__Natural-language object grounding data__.
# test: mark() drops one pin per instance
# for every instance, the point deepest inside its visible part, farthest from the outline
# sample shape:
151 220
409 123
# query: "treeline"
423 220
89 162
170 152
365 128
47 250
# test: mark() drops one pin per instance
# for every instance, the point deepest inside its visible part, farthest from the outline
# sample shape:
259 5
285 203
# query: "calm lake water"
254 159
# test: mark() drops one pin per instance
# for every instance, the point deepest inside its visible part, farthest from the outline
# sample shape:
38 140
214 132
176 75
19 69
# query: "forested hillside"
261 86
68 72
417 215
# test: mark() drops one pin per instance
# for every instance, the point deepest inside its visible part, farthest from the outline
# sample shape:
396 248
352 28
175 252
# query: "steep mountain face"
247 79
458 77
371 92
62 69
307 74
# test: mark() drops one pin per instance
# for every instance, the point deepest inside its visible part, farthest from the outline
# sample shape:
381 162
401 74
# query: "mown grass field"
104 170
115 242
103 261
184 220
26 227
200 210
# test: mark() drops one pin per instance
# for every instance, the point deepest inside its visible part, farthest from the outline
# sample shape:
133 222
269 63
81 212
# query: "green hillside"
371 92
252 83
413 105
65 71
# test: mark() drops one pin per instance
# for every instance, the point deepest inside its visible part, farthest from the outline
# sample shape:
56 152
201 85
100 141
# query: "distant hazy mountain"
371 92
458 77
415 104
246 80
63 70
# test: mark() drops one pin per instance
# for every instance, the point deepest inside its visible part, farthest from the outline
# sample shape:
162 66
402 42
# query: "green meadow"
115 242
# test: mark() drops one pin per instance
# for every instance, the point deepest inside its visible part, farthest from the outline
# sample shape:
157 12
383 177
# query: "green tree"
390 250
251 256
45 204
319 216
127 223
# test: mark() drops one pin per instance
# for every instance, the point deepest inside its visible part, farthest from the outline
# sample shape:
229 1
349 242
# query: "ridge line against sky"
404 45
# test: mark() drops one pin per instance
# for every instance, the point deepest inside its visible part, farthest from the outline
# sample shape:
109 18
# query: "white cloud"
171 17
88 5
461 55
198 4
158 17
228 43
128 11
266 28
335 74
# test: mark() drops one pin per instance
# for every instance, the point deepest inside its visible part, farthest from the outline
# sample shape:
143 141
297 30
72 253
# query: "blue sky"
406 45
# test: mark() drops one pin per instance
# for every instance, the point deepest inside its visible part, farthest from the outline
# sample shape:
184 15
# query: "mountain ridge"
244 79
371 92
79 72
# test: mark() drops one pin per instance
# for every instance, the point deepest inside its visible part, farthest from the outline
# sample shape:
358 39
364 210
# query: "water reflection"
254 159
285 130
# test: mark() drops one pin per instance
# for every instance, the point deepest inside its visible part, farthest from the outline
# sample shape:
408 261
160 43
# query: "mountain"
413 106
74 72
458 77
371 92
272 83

__DESCRIPTION OF THE TASK__. Each entry above is to be repeated exactly as it appears.

__WRITTEN ANSWER__.
# test: mark() drops one pin per instance
# for every instance, the point deepest inside its visible part, farthest from the outline
# sample shape:
151 220
409 123
# query: "treeline"
423 220
89 162
170 152
365 128
47 250
# test: mark() drops one pin per instance
# for every instance, the point deepest inside its visible part, farthest from the outline
# sample shape:
259 5
285 203
# query: "calm lake water"
254 159
# test: mark() drops one pin per instance
# for every instance, the point deepest inside its visible part, farthest from the outline
# sample shape:
38 140
214 132
176 75
19 69
# query: "forested hillside"
261 86
68 72
417 215
# test: mark() drops one pin per instance
# for every instance, the point deepest inside its visible part, farthest from the outline
# sample shape:
396 248
352 28
175 252
# query: "steep mountain face"
247 79
458 77
371 92
62 69
307 74
# test: mark() drops one pin per instance
# for every instance, the point deepest inside its visible part, farthest from the outline
# sample shape:
381 162
401 74
# query: "mown grass field"
104 170
115 242
103 261
184 220
26 227
200 210
# test: mark() drops one pin per instance
# for every instance, the point deepest inside its visible part, farthest from the outline
# sample shape:
133 222
269 63
81 212
# query: "green hillside"
371 92
252 83
413 105
65 71
# test: mark() drops one pin per instance
# for every instance, the point deepest inside its visible part, farthest from the outline
# sample shape:
56 152
201 85
100 141
# query: "distant hazy mountain"
371 92
458 77
415 104
246 80
63 70
# test: mark() drops one pin per instance
# for every instance, the point deepest inside its visible part, farthest from the outline
# sample shape:
162 66
402 42
# query: "green meadow"
115 242
# test: mark() drops one pin per instance
# for every instance, the point deepest inside its visible part, farthest from the outline
# sample shape:
157 12
383 177
# query: "green tree"
390 250
251 256
45 204
319 216
127 223
# test: mark() drops one pin per instance
# for every instance, the point deepest inside its visible part, farthest from the outline
# sample shape:
229 1
349 242
# query: "ridge line against sky"
404 45
# test: mark() drops one pin per instance
# for every instance, the point deepest inside its visible part, farthest from the outline
# sample shape:
109 18
# query: "white cloud"
171 17
88 5
461 55
198 4
158 17
228 43
128 11
266 28
335 74
# test: mark() drops one pin per instance
# for every instance, the point deepest inside its visible part, farthest from the outline
# sample shape:
143 141
297 30
72 253
# query: "blue sky"
406 45
# test: mark() drops one pin per instance
# for every instance, the point deepest inside its visible part, farthest from the outline
# sample shape:
184 15
# query: "mountain ridge"
244 79
371 92
79 72
# test: mark() drops one pin per instance
# for every instance, the point deepest inside its visible part, farthest from the outline
# sample shape:
358 39
364 210
# query: "water reflection"
254 159
285 130
# test: mark() drops one pin per instance
# for every instance, the point deepest inside its visible part, farthest from the outline
# sample shape:
408 261
160 43
# query: "mountain"
413 106
74 72
458 77
371 92
272 83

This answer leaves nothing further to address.